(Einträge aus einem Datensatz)
────────────────

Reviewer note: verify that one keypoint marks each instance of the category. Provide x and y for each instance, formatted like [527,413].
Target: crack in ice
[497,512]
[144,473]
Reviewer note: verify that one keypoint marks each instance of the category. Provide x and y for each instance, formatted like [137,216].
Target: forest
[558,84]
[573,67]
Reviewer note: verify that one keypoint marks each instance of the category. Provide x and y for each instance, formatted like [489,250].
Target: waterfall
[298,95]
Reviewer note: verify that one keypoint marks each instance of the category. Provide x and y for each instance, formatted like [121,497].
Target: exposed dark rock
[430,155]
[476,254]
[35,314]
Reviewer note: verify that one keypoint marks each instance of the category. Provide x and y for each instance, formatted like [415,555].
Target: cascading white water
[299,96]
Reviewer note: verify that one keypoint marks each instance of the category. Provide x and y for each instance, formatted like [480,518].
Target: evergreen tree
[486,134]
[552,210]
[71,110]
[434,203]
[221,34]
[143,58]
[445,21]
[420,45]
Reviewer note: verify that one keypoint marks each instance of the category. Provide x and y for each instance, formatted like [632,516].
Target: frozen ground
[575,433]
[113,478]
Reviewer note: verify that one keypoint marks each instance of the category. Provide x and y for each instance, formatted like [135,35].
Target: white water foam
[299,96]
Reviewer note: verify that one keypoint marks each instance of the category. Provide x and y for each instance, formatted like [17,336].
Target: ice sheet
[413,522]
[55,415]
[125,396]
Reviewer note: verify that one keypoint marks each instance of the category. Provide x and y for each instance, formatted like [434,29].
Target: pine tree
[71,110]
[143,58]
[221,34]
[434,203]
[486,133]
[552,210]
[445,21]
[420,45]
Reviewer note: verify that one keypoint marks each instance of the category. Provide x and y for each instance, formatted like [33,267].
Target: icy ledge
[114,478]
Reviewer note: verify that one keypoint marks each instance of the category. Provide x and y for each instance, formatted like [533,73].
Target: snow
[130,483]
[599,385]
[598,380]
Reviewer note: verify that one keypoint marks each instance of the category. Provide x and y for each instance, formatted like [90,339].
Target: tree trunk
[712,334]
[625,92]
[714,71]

────────────────

[AUFGABENSTELLUNG]
Gib die obige Auflistung vollständig und ohne jede Änderung wieder.

[LÖSUNG]
Reviewer note: verify that one keypoint marks each instance of the category. Provide x and y for each instance, formatted like [527,413].
Target: crack in ice
[497,512]
[144,473]
Reviewer note: verify that one keypoint marks each instance of the category. Provide x and y for each instance, formatted like [137,216].
Target: forest
[558,84]
[573,67]
Reviewer note: verify that one keypoint marks each instance of the category. Provide x and y for each instance, formatted like [489,250].
Target: waterfall
[298,95]
Reviewer note: verify that one keypoint marks each instance of the category. Provide x and y for each instance, formatted like [121,497].
Target: exposed dark rock
[430,155]
[476,254]
[35,314]
Reviewer note: verify that one keypoint marks each instance of the category. Provide x and y for each instance, formatted like [415,555].
Target: cascading white water
[299,96]
Reviewer note: verify that one keypoint marks each instance of the category. Provide x and y for each instance, formatted like [480,518].
Target: evergreen tree
[486,134]
[552,210]
[71,110]
[434,203]
[221,34]
[143,58]
[445,21]
[420,45]
Reviewer note: verify that one keypoint marks each instance of the category. Provide x and y for each instance, formatted like [632,516].
Target: frozen ground
[575,433]
[113,478]
Reviewer note: verify that one keypoint marks each instance of the category. Provide x and y for each instance, formatted like [135,35].
Target: white water foam
[299,96]
Reviewer note: verify that one keypoint marks each instance of the category. Provide x and y for each instance, formatted like [17,336].
Target: ice sheet
[413,522]
[55,415]
[125,396]
Reviewer note: verify that one keypoint marks each instance of the category. Provide x and y for each instance, formatted like [434,29].
Target: pine tree
[71,110]
[143,58]
[221,34]
[434,203]
[486,133]
[552,210]
[445,21]
[420,45]
Reviewer note: verify that one keypoint marks each instance of the category. Provide x and y for each instance, formatted like [33,267].
Target: icy ledge
[114,478]
Reviewer note: verify that one keypoint marks each instance of the category. Provide x and y for each instance, formatted like [533,73].
Target: snow
[130,483]
[599,385]
[598,380]
Reviewer note: verify that one keypoint marks each instance of the category. Provide x and y for each instance, formatted like [90,339].
Target: tree trunk
[712,334]
[625,92]
[714,71]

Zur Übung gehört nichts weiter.